CONSIGNE 1:
Relevez toutes les lignes des enregistrements qui contiennent la chaîne « horizontal », en respectant la casse.

TEXTE FOURNI:
+ + +

Emmanuel Macron, les dessous d’un jeu incompréhensible : coups de fil sans réponse, poker menteur et cachotteries

Il a succédé à François Bayrou il y a tout juste une heure. Le mercredi 10 septembre, Sébastien Lecornu confie au détour d’une phrase : « Je sais bien que, si ça se trouve, dans trois semaines, je suis ancien Premier ministre. C’est dans un coin de ma tête, ce truc. » Mais il ne peut pas y croire : une censure préventive coûterait tellement cher au pays, c’est plus tard qu’il devra sans doute l’affronter. S’il regarde alors du côté des oppositions, ce sont ses propres amis qui vont lui tirer le tapis sous les pieds.

Les ruptures les plus terribles sont celles qui ne se laissent pas présager. Il y a quelques semaines – autant dire, vu l’époque, une éternité… -, avant d’accéder à Matignon, Sébastien Lecornu admettait volontiers qu’il se laissait amadouer par le tout feu tout flamme locataire de Beauvau, Bruno Retailleau. Il observait avec plaisir son ancien camarade des Républicains mûrir dans son costume de ministre : « J’ai vu mon Retailleau changer au fur et à mesure qu’il exerce l’État, confiait-il. Il est parvenu à ne pas diluer ses convictions tout en gérant les affaires du pays. On peut toujours discuter avec lui sur les sujets graves et difficiles. » Dimanche soir, Bruno Retailleau a démontré à celui qui, entre-temps, a été nommé Premier ministre pourquoi maturité rimait toujours avec brutalité ; comment, en quelques heures, coopération rimait avec séparation.

+ + +

Enregistrements conservés
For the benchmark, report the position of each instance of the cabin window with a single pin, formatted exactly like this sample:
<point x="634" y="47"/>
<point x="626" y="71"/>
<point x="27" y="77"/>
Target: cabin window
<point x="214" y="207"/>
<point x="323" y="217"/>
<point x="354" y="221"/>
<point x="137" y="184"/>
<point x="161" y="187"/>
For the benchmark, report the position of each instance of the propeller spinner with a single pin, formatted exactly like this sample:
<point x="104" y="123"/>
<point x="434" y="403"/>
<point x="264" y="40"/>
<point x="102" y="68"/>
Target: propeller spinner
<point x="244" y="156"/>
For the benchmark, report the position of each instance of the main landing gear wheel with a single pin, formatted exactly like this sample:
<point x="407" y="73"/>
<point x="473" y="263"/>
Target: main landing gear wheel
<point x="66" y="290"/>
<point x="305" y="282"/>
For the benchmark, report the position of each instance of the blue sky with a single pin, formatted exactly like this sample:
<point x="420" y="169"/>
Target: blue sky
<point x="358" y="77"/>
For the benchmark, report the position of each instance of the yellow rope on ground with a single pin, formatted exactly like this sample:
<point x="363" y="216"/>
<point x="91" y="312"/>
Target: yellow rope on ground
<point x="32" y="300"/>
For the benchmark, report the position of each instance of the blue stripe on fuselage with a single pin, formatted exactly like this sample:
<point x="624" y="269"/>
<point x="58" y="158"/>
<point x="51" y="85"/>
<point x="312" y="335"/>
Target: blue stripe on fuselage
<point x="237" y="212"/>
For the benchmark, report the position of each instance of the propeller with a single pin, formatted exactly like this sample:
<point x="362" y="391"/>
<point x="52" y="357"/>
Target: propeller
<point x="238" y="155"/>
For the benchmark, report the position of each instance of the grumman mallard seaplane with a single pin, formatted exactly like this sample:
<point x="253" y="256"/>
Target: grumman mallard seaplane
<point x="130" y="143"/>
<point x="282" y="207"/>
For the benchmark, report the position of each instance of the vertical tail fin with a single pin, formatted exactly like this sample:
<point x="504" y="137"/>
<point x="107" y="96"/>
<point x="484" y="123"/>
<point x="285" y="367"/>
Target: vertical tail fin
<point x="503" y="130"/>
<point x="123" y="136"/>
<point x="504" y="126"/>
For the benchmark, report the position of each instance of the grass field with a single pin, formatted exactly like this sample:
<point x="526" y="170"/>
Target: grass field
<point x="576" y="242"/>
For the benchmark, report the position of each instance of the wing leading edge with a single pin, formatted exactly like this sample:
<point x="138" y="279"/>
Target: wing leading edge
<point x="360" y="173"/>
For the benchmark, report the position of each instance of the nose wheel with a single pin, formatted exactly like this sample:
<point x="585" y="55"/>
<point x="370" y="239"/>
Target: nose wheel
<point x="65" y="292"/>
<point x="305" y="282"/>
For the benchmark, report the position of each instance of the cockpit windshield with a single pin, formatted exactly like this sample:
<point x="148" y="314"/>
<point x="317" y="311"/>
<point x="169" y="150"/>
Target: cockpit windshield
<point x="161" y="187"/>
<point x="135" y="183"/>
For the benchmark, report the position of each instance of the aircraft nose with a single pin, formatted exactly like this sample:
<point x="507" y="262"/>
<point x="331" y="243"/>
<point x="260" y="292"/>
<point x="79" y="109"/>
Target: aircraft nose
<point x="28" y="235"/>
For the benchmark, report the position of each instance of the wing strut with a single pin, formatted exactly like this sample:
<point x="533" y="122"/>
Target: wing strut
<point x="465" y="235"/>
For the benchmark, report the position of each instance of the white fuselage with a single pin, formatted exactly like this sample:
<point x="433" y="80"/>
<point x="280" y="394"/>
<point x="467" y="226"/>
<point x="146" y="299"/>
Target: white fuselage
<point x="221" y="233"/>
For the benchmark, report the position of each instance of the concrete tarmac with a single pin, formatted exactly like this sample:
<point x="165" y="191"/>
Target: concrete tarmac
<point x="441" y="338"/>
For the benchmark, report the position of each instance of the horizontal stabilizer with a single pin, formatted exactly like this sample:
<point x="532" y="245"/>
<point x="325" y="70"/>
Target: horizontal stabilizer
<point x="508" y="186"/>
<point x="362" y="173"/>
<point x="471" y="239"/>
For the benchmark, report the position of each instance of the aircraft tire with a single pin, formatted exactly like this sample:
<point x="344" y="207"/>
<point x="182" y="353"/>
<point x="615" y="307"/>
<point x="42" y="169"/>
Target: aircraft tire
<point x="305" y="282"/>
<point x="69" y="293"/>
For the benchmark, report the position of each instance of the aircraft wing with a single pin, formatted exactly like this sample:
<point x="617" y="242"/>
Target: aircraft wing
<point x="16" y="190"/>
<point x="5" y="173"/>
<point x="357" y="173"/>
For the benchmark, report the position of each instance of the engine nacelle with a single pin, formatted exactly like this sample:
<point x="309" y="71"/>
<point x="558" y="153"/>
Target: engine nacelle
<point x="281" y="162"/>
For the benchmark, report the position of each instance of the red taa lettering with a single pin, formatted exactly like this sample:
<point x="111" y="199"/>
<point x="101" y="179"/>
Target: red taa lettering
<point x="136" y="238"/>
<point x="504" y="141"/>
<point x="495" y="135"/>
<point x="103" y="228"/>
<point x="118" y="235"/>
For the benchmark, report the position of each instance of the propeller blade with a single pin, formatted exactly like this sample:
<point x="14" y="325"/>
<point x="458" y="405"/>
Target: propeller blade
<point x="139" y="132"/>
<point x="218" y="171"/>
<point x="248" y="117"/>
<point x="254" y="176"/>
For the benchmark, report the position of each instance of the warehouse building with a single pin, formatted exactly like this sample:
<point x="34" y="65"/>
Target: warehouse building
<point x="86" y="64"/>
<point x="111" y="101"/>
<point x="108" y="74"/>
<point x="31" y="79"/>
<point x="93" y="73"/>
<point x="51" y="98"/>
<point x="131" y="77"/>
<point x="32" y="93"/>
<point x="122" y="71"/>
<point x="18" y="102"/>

+ + +

CONSIGNE 2:
Citez mot pour mot le passage de l'article sur Emmanuel Macron qui va de « Emmanuel Macron, les » à « sous les pieds. ».

RÉPONSE FINALE 1:
For the benchmark, report the position of each instance of the horizontal stabilizer with a single pin, formatted exactly like this sample:
Target: horizontal stabilizer

RÉPONSE FINALE 2:
Emmanuel Macron, les dessous d’un jeu incompréhensible : coups de fil sans réponse, poker menteur et cachotteries

Il a succédé à François Bayrou il y a tout juste une heure. Le mercredi 10 septembre, Sébastien Lecornu confie au détour d’une phrase : « Je sais bien que, si ça se trouve, dans trois semaines, je suis ancien Premier ministre. C’est dans un coin de ma tête, ce truc. » Mais il ne peut pas y croire : une censure préventive coûterait tellement cher au pays, c’est plus tard qu’il devra sans doute l’affronter. S’il regarde alors du côté des oppositions, ce sont ses propres amis qui vont lui tirer le tapis sous les pieds.